Given task = Turn the lines of the listing, from its start through the line containing "44 6 L 44 15", into a Markdown table with the columns Row and Line, omitting blank lines.

Named region outline listing

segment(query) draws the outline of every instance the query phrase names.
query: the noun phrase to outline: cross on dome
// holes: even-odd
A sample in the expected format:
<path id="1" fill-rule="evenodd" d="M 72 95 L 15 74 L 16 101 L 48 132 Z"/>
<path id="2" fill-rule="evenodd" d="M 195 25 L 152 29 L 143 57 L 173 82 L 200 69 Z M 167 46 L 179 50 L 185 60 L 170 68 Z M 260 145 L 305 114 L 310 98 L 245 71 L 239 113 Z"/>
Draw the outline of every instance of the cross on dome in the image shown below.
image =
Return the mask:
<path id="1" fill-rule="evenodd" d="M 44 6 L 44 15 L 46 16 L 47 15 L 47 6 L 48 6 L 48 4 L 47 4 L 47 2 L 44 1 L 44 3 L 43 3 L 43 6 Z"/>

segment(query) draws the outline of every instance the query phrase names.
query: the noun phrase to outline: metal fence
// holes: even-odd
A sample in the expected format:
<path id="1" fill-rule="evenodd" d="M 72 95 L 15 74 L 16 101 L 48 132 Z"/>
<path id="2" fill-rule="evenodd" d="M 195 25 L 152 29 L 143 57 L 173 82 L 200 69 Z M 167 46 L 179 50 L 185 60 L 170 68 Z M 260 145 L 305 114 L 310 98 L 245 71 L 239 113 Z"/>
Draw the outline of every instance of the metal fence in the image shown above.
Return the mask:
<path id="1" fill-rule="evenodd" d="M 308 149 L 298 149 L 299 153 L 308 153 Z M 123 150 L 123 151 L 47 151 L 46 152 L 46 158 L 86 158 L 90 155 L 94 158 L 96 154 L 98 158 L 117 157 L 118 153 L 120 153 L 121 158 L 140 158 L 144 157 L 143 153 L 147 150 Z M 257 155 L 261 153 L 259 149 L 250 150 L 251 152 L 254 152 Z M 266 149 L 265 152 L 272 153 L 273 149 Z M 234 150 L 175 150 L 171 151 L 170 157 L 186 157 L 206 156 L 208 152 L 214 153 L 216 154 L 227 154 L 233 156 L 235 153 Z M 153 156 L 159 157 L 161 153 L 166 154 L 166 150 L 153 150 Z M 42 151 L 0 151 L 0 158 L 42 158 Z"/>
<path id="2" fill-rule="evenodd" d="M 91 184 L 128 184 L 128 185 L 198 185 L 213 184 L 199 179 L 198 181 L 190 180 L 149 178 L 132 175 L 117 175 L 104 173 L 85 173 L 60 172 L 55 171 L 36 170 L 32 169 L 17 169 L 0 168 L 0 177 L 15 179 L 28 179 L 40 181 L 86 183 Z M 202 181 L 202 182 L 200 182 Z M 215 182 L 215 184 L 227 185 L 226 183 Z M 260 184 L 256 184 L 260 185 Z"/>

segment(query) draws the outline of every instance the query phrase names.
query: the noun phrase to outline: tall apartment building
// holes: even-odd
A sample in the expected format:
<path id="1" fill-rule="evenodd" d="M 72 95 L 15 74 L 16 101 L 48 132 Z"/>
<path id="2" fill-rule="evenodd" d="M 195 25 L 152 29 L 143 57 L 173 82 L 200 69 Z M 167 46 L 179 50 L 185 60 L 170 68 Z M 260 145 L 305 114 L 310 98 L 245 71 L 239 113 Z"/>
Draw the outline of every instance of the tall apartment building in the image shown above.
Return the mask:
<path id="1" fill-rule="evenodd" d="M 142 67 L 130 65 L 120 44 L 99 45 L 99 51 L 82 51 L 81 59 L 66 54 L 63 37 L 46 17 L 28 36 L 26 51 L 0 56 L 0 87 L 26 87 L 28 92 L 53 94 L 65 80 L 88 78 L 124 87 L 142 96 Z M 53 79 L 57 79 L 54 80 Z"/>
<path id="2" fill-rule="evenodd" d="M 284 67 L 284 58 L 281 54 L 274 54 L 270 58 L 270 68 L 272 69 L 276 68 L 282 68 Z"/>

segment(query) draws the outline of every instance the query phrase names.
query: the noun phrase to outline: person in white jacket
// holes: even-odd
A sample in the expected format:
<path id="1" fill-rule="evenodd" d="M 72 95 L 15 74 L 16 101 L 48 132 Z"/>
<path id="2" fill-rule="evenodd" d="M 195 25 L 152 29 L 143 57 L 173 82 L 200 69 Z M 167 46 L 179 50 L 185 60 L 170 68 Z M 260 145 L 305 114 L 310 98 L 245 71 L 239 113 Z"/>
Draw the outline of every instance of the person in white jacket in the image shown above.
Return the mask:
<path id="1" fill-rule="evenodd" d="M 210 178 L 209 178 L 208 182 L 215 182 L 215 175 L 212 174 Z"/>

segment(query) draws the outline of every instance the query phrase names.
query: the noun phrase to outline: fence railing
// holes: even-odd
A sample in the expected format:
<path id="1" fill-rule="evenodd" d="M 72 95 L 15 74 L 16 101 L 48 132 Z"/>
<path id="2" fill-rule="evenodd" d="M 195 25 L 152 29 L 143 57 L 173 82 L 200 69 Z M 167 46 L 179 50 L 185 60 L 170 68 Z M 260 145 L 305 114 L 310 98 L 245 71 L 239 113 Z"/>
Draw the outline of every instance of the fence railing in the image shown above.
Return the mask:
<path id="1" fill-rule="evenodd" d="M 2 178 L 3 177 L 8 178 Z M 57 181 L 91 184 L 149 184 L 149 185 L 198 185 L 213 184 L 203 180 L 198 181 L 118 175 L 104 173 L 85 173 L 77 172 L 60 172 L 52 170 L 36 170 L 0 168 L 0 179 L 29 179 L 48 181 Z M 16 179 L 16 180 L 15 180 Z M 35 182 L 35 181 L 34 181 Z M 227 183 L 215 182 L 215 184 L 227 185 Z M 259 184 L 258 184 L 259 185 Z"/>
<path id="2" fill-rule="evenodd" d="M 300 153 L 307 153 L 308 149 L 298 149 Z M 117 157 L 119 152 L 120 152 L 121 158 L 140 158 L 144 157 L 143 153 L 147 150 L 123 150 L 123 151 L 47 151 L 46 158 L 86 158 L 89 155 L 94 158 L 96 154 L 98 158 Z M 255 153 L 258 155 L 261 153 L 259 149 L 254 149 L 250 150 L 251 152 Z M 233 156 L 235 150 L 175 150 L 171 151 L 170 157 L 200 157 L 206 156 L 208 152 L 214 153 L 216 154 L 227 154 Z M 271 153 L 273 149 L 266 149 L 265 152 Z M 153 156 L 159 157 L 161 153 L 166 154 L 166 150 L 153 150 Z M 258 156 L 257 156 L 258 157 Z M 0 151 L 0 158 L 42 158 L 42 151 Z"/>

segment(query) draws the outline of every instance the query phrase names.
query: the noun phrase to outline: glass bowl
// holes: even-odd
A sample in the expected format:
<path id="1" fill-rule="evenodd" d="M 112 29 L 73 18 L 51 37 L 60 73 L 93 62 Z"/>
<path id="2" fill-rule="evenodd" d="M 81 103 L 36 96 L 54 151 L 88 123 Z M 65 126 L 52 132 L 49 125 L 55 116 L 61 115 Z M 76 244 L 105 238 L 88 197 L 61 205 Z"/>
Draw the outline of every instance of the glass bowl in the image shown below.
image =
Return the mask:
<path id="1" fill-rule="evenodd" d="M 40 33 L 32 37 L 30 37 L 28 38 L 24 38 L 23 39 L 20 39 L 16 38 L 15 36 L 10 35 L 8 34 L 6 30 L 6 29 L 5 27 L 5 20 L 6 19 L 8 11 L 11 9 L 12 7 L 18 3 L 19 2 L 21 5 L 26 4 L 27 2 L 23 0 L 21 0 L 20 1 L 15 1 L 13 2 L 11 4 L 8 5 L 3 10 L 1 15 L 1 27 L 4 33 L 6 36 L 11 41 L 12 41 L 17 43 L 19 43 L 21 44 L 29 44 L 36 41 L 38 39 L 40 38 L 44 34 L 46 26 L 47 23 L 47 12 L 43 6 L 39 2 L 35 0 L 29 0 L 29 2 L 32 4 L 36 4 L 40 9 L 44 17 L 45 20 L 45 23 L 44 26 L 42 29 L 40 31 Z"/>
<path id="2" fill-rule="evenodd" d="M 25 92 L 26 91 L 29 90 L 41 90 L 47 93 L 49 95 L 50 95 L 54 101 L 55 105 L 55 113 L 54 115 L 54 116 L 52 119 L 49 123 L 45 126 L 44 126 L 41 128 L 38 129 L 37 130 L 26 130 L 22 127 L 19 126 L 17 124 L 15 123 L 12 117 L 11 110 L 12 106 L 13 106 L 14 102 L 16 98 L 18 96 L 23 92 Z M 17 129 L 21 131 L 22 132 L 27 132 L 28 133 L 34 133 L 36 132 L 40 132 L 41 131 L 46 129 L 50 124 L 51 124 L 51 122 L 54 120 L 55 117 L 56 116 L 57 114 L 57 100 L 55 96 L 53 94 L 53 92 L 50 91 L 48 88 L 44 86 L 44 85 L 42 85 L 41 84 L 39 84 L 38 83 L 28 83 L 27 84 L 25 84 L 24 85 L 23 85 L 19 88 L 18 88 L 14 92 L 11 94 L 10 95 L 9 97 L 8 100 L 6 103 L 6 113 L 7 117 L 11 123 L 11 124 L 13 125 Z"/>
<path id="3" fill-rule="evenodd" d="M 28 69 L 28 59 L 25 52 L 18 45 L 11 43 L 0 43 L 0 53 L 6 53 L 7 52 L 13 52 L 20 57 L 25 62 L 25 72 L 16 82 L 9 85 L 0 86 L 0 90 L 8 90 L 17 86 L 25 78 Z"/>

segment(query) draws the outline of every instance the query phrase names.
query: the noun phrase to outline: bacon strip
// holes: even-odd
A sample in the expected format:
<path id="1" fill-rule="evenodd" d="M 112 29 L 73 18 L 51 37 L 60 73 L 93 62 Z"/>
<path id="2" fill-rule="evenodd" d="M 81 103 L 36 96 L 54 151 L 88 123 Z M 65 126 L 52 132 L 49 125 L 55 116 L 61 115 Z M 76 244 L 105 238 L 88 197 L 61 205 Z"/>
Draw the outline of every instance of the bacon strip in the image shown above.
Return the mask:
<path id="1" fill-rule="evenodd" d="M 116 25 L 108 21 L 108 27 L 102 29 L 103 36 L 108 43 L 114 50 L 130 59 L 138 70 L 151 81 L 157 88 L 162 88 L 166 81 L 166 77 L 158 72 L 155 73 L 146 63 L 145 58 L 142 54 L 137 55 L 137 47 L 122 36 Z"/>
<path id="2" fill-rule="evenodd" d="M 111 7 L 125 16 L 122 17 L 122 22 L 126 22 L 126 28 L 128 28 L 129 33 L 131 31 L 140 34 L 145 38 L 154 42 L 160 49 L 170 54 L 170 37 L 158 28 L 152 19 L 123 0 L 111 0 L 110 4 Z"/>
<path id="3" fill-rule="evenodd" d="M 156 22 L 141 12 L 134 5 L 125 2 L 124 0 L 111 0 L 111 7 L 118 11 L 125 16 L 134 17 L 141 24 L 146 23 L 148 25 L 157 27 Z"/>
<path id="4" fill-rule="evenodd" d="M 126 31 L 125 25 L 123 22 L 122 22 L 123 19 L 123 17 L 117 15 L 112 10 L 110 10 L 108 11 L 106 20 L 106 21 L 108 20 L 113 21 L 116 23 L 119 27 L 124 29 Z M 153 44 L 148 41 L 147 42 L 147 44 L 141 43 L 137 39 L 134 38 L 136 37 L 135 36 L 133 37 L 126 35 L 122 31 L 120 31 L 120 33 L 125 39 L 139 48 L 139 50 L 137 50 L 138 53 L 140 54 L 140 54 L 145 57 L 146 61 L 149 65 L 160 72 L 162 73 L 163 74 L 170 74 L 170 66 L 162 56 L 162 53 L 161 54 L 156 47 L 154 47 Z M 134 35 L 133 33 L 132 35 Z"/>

Response below =
| Row | Line |
|---|---|
| 1 | segment(query) draws the outline of every instance the query phrase names. |
| 2 | query: the noun phrase to outline: cross on dome |
| 3 | // holes: even-odd |
| 4 | A sample in the expected format: |
| 5 | <path id="1" fill-rule="evenodd" d="M 72 95 L 15 74 L 16 101 L 48 132 Z"/> |
| 6 | <path id="2" fill-rule="evenodd" d="M 195 25 L 152 29 L 143 57 L 173 82 L 200 69 Z M 167 46 L 179 50 L 185 60 L 170 68 Z M 260 145 L 305 114 L 310 98 L 245 71 L 239 113 Z"/> |
| 7 | Draw the outline of every instance of the cross on dome in the image shown below. |
| 8 | image = |
| 9 | Return the mask: |
| 10 | <path id="1" fill-rule="evenodd" d="M 44 6 L 44 15 L 46 16 L 47 15 L 47 6 L 48 6 L 48 4 L 47 4 L 47 2 L 44 1 L 44 3 L 43 3 L 43 6 Z"/> |